▶ Source passage:
_ _ _

Collecting A Urine Sample

Urine analysis is an essential tool in conjunction with blood testing. Urine contains by-products from many organs not just the kidneys themselves and analysis of these products can help interpret how these organs are functioning. The analysis measures various parameters.

A refractometer is used to measure the Specific Gravity. This indicates the urine concentration and helps to tell us if the kidneys are functioning correctly.

A urine dipstick measures substances such as protein, glucose, ketones and blood. The pH of the urine is also measured and this indicates the acidity or alkalinity of the urine.

Lastly the urine is centrifuged to separate the sediment and a microscope slide of the urine is analysed to determine the type and amount of crystals and/ or blood cells present.

How do I collect a urine sample from my cat?

The easiest way to collect a urine sample from your cat is to replace their normal cat litter in their tray with a non-absorbing one. We can supply you with Katkor which are small plastic beads and contain a pipette and collection tube for you to collect the sample in. Ideally once the sample is collected you should bring it in to us as a fresh sample gives us the most accurate results. If you are unable to bring the sample in straight away then it should be refrigerated overnight.

Click on the video below to watch how to collect a urine sample from your cat.

How do I collect a urine sample from my dog?

While you are taking your dog out for a toilet break, slide your collection pot under their stream of urine. A saucer can be ideal for sliding under female dogs when they squat. Your collection pot should be spotlessly clean as any residue can interfere with the test results. We can provide you with a collection pot if needed. Ideally once the sample is collected you should bring it in to us a fresh sample gives us the most accurate results. If you are unable to bring the sample in straight away then it should be refrigerated overnight.

Urinary Incontinence

Urinary incontinence is a term used to describe involuntary leakage of urine. It most commonly occurs when lying down or relaxed.

It affects dogs, both female and male although female dogs seem to be more predisposed as they have a shorter urethra. Incontinence is often seen in older dogs. Cats very rarely present for urinary incontinence.

Clinical signs

  • Leaking or dribbling urine when lying down
  • More frequent urination
  • Damp or wet bed after sleeping
  • Dribbling of urine when walking around
  • Damp patch around their back end
  • Continuous licking

Diagnosis

Your veterinary surgeon will perform a full clinical examination and will request a urine sample for analysis. Further investigation is often performed to determine the exact cause. This can involve X-rays and/or an ultrasound scan as well as blood samples and repeat urine analysis.

Treatment

Depending on the cause of the urinary incontinence, the treatment will vary.

_ _ _

▶ Work instructions:
1. Using the urine sample text, decide whether each statement agrees with it. Answer yes or no for each, and quote the deciding words of the text. (a) A refractometer is used to measure the pH of the urine. (b) Female dogs seem more likely than male dogs to have urinary incontinence. (c) A cat's urine sample that can't be brought in right away should be frozen.
2. Transcribe part of the urine sample text. Begin at the words "How do I collect a urine sample from my cat?" and stop after "from my dog?".

_ _ _

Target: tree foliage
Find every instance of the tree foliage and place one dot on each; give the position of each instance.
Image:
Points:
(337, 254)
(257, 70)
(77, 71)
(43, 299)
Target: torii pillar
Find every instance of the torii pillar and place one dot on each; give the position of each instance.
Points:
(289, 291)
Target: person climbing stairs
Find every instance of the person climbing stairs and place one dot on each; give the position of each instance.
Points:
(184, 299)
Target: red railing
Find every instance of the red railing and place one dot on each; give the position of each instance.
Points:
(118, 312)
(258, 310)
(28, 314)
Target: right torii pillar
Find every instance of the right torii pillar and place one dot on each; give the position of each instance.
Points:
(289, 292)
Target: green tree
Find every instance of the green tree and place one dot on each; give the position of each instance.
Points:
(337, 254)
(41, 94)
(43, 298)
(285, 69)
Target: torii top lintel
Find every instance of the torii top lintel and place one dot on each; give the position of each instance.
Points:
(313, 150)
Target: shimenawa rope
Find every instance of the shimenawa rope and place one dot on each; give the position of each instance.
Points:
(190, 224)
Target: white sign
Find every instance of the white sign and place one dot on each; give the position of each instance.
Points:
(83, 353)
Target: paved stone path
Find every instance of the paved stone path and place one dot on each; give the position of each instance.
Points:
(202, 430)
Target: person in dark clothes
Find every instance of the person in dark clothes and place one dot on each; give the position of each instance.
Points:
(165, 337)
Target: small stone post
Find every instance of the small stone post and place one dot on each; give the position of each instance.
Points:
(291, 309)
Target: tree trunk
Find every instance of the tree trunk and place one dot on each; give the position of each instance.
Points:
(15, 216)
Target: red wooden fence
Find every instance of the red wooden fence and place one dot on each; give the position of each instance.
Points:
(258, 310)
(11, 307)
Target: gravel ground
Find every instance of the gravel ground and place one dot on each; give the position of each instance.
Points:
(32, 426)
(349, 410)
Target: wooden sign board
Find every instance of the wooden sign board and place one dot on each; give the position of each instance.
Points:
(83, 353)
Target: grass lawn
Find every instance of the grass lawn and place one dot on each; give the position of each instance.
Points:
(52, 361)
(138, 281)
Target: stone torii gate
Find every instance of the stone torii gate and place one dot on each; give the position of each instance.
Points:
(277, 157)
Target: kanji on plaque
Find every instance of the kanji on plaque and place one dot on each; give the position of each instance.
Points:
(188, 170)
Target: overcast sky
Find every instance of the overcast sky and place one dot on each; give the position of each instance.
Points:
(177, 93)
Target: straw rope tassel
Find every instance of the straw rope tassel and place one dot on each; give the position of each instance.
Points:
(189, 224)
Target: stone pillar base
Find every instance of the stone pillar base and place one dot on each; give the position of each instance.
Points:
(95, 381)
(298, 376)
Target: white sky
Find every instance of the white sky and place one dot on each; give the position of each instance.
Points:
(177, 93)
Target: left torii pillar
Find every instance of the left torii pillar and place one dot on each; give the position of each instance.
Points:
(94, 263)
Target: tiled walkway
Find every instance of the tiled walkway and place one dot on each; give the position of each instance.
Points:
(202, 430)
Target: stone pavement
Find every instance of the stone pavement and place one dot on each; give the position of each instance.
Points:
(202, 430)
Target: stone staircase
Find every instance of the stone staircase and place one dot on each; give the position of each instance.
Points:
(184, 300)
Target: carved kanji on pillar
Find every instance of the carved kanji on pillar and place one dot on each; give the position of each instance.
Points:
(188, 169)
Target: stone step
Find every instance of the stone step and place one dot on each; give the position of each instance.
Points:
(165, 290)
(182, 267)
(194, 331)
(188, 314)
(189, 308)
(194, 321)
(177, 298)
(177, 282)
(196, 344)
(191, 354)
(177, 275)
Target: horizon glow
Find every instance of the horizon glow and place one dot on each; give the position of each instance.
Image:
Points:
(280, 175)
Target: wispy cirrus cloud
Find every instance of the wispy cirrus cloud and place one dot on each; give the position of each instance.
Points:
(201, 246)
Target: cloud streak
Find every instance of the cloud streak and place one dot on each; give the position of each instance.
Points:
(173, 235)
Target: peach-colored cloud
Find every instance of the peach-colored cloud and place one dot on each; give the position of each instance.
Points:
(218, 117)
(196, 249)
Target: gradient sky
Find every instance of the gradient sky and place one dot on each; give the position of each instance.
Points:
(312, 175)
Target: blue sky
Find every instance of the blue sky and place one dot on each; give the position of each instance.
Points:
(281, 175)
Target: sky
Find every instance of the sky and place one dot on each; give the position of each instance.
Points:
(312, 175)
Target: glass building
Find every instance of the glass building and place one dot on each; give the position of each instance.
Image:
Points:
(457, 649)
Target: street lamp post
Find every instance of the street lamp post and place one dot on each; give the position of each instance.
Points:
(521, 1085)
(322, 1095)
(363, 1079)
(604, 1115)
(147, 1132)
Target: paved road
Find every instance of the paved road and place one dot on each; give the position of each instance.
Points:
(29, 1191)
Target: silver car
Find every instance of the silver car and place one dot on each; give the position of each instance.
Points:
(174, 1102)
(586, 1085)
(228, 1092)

_ _ _

▶ Solutions to the tasks:
1.
(a) No: "A refractometer is used to measure the Specific Gravity."
(b) Yes: "female dogs seem to be more predisposed as they have a shorter urethra"
(c) No: "If you are unable to bring the sample in straight away then it should be refrigerated overnight."

2.
How do I collect a urine sample from my cat?

The easiest way to collect a urine sample from your cat is to replace their normal cat litter in their tray with a non-absorbing one. We can supply you with Katkor which are small plastic beads and contain a pipette and collection tube for you to collect the sample in. Ideally once the sample is collected you should bring it in to us as a fresh sample gives us the most accurate results. If you are unable to bring the sample in straight away then it should be refrigerated overnight.

Click on the video below to watch how to collect a urine sample from your cat.

How do I collect a urine sample from my dog?